• Problem to work on
Starting with the line that contains "Find the mahogany veneer", reproduce each line through the end of the entries exactly as written.

------ Records for this exercise ------

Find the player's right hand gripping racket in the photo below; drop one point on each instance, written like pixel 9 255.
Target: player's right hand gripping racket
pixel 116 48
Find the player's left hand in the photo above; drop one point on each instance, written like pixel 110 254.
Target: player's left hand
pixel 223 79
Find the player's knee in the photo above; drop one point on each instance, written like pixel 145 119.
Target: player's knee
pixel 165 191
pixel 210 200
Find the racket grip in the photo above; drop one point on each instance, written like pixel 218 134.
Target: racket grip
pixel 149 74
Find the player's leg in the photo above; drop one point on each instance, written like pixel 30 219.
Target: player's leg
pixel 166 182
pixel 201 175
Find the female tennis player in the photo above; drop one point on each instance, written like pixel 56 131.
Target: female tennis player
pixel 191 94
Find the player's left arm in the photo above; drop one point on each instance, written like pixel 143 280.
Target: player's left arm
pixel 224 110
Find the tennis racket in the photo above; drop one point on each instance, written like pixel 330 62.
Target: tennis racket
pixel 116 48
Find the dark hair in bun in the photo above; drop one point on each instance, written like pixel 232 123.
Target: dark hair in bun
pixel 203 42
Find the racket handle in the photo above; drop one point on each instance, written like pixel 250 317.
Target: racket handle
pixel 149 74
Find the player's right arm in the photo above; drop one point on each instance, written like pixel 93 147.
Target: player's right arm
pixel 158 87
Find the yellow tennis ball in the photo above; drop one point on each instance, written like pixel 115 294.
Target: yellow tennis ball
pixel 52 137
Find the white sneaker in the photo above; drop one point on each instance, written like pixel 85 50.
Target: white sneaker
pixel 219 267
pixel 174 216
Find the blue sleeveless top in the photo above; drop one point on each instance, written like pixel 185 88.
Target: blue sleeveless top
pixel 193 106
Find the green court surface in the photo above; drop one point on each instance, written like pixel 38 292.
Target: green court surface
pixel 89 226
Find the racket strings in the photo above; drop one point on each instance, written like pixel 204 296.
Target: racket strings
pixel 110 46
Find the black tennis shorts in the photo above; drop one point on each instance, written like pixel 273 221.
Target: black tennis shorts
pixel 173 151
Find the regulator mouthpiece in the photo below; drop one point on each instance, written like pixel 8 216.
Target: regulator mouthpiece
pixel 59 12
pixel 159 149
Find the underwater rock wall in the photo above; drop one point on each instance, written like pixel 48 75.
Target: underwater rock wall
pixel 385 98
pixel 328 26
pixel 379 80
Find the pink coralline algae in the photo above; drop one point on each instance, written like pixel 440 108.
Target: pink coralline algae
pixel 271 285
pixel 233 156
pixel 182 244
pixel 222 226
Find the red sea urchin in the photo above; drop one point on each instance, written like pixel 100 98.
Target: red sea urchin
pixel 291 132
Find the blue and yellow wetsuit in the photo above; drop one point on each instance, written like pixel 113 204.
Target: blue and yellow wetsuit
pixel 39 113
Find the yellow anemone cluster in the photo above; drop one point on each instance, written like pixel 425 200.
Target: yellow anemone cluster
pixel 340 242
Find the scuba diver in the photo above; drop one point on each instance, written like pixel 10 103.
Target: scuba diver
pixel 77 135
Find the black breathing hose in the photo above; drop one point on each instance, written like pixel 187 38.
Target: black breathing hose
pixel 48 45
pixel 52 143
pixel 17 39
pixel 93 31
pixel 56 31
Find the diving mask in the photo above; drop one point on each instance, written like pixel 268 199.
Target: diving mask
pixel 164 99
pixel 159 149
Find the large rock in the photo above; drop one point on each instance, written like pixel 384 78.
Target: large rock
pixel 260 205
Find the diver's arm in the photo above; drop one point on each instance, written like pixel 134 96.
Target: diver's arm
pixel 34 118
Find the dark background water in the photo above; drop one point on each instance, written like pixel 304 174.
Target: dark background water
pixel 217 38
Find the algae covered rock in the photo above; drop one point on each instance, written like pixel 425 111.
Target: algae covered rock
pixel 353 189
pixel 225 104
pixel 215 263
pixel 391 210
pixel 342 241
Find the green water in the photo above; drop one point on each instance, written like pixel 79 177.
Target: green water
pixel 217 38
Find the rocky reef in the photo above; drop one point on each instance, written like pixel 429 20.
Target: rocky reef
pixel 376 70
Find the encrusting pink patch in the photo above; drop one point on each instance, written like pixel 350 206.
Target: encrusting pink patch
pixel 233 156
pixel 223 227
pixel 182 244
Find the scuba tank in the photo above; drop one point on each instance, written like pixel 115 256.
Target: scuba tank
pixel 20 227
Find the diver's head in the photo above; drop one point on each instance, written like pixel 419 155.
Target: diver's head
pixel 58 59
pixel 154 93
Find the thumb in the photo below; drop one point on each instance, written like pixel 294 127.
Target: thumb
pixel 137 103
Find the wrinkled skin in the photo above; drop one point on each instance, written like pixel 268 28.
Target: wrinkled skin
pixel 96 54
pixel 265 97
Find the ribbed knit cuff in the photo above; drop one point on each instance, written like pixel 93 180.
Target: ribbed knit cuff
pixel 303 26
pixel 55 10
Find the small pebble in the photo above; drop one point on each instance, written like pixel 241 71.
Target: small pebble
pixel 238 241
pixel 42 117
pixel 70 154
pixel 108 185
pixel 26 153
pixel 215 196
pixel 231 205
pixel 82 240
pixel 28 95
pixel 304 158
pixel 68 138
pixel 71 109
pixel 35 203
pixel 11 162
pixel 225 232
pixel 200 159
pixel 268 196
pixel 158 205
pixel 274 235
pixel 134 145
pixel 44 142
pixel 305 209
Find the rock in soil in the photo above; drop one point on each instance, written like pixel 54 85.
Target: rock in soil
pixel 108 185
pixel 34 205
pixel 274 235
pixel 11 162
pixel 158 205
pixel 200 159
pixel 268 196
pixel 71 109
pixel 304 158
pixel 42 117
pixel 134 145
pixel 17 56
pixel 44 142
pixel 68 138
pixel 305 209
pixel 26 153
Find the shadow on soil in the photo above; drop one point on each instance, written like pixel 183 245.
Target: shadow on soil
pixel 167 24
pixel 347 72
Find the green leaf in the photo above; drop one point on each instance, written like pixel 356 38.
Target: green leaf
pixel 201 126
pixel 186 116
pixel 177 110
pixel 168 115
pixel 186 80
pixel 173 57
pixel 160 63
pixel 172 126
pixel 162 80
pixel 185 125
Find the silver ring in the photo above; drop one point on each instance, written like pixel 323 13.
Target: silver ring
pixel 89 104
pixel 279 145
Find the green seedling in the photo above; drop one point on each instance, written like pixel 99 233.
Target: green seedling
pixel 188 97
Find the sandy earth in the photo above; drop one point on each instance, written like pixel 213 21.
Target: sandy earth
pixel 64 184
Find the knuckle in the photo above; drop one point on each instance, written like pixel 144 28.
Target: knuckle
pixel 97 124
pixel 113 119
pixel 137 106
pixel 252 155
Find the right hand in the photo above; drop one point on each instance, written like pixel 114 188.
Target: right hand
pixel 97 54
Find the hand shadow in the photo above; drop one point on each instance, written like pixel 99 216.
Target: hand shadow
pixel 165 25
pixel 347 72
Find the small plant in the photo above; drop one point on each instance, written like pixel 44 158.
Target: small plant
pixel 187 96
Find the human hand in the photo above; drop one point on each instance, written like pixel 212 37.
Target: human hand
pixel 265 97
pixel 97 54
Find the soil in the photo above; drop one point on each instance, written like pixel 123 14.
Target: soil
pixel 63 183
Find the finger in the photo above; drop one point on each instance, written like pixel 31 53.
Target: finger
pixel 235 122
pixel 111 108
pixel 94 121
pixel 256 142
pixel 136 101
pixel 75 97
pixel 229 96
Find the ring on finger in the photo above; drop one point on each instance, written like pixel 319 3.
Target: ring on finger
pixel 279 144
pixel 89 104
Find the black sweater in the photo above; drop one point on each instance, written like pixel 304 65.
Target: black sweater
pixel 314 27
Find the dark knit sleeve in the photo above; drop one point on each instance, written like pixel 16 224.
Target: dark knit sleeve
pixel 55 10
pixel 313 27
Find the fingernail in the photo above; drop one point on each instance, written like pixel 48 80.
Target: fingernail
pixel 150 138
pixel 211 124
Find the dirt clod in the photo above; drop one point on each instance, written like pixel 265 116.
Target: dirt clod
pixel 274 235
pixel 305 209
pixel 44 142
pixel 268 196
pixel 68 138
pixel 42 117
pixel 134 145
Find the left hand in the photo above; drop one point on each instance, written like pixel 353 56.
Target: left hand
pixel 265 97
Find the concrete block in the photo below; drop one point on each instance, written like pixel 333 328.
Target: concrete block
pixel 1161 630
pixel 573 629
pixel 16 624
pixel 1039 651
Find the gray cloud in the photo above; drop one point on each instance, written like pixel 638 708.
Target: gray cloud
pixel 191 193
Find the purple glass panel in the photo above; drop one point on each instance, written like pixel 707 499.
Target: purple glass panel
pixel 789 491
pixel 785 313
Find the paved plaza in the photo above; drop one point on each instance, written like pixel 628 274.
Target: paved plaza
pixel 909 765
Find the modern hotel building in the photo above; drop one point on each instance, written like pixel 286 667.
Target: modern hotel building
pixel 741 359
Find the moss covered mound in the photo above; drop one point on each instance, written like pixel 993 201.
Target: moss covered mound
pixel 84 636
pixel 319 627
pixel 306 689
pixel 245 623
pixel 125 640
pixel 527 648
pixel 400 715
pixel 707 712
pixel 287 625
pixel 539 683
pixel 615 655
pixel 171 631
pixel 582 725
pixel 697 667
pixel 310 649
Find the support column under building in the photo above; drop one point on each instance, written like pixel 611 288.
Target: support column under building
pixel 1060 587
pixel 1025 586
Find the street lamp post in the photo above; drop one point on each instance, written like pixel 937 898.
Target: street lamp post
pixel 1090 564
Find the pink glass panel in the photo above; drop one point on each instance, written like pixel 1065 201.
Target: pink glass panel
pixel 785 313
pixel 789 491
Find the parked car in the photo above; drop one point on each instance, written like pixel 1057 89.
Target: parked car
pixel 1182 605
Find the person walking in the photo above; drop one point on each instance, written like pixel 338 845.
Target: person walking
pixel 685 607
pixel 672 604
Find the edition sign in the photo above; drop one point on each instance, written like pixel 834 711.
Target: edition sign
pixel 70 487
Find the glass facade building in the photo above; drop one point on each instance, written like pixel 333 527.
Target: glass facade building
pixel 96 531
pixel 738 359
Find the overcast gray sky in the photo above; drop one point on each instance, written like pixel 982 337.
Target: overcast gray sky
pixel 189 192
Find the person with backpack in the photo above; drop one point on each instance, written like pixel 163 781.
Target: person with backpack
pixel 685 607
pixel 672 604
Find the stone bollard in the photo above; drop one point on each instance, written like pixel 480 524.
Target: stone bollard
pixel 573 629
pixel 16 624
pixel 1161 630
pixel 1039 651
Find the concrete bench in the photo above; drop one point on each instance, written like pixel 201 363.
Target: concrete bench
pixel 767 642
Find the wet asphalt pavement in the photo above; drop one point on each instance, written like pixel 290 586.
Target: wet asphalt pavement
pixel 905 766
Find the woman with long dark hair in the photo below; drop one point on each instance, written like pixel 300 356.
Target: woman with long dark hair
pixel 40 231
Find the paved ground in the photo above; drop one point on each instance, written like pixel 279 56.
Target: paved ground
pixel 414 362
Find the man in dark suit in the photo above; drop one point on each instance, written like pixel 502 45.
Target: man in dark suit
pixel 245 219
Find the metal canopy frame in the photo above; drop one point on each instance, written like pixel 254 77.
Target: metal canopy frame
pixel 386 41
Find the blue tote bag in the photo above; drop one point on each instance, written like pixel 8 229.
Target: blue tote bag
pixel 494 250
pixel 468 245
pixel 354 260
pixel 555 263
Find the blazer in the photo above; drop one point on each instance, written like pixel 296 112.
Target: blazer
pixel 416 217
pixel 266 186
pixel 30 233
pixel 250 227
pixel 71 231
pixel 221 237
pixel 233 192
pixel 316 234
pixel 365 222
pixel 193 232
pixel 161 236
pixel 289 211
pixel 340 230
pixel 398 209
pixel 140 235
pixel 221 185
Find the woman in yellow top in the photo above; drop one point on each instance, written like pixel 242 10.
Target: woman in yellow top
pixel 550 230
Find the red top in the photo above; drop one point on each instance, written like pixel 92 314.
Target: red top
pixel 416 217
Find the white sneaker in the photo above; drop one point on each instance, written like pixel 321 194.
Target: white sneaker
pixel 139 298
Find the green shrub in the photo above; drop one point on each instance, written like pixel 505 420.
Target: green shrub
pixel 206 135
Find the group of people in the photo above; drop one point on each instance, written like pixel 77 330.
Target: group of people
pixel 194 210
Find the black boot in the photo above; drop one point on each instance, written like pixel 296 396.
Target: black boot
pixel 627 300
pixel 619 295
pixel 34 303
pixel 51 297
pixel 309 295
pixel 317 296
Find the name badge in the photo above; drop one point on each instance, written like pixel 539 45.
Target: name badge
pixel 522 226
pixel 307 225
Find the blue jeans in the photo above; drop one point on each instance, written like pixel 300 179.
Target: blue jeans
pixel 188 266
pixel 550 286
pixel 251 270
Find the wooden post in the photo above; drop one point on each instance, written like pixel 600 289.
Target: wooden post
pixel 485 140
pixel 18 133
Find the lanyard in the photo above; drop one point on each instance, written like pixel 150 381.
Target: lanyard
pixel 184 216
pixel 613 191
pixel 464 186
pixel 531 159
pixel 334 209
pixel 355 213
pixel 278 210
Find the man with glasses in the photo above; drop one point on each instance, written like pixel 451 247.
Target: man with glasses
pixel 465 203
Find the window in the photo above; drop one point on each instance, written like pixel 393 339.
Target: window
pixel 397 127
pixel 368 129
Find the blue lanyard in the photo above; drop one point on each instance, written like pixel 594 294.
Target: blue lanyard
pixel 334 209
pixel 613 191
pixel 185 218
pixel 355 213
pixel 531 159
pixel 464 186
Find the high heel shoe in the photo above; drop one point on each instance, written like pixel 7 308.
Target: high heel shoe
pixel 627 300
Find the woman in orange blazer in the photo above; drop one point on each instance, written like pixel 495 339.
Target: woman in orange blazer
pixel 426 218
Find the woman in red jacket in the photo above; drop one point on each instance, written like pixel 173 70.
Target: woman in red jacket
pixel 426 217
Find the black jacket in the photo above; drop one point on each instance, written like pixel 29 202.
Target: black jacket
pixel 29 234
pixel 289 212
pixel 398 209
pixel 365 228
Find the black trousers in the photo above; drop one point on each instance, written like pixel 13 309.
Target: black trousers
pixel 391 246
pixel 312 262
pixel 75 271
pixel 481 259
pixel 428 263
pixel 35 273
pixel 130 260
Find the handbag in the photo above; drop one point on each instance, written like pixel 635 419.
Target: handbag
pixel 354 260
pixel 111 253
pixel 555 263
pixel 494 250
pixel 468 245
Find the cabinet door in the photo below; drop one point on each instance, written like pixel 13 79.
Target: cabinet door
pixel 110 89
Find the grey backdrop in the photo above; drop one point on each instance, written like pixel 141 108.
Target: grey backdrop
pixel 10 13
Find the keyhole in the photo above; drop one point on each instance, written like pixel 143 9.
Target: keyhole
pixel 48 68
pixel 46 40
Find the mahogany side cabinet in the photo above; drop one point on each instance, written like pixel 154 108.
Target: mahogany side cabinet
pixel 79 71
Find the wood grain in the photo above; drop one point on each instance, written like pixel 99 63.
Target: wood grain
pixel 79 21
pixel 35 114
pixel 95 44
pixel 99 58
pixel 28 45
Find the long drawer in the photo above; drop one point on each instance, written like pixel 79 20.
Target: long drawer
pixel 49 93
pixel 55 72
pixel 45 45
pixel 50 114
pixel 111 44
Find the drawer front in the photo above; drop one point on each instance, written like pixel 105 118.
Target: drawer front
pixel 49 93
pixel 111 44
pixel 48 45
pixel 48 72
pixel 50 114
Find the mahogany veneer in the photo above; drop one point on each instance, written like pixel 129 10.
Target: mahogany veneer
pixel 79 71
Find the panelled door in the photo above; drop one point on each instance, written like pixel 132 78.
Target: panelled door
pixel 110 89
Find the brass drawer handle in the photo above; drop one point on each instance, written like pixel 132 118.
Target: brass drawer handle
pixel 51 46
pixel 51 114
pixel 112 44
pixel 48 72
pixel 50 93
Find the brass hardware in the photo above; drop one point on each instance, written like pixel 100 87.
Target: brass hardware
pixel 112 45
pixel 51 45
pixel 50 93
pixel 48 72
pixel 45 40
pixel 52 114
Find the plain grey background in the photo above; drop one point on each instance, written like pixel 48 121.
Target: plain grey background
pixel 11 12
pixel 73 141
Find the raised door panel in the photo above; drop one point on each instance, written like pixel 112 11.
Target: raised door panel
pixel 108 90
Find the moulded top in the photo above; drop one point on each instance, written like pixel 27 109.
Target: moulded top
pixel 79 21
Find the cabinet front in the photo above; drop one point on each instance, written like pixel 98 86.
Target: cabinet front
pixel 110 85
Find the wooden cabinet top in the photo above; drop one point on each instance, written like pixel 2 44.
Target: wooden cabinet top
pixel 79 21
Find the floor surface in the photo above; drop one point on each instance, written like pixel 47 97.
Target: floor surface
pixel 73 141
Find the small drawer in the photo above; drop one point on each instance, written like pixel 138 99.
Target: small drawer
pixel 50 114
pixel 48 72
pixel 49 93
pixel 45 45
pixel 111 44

------

• Completed exercise
Find the mahogany veneer in the photo above; drop one point on each instance, written like pixel 129 10.
Target: mahogany veneer
pixel 79 71
Find the panelled door in the photo above; drop one point on each instance, written like pixel 132 78.
Target: panelled door
pixel 110 89
Find the brass drawer handle in the photo above; drop one point on each instance, written like pixel 132 118.
Target: brass drawer handle
pixel 51 46
pixel 51 114
pixel 112 44
pixel 48 72
pixel 50 93
Find the brass hardware in the photo above; drop one point on each instance, written like pixel 100 87.
Target: brass hardware
pixel 112 45
pixel 51 45
pixel 50 93
pixel 48 72
pixel 45 40
pixel 52 114
Find the plain grey background in the photo above; drop one point on each instance, written like pixel 48 121.
Target: plain grey background
pixel 11 12
pixel 73 141
Find the raised door panel in the photo above; drop one point on each instance, written like pixel 112 11.
Target: raised door panel
pixel 108 90
Find the moulded top in the photo above; drop one point on each instance, written like pixel 27 109.
Target: moulded top
pixel 79 21
Find the cabinet front in the photo above; drop one point on each instance, written like pixel 98 86.
Target: cabinet front
pixel 110 85
Find the wooden cabinet top in the photo above; drop one point on each instance, written like pixel 2 44.
Target: wooden cabinet top
pixel 79 21
Find the floor surface in the photo above; drop one point on each instance, written like pixel 47 97.
Target: floor surface
pixel 73 141
Find the small drawer in the photo above; drop one point on each instance, written like pixel 138 99.
Target: small drawer
pixel 50 114
pixel 48 72
pixel 49 93
pixel 45 45
pixel 111 44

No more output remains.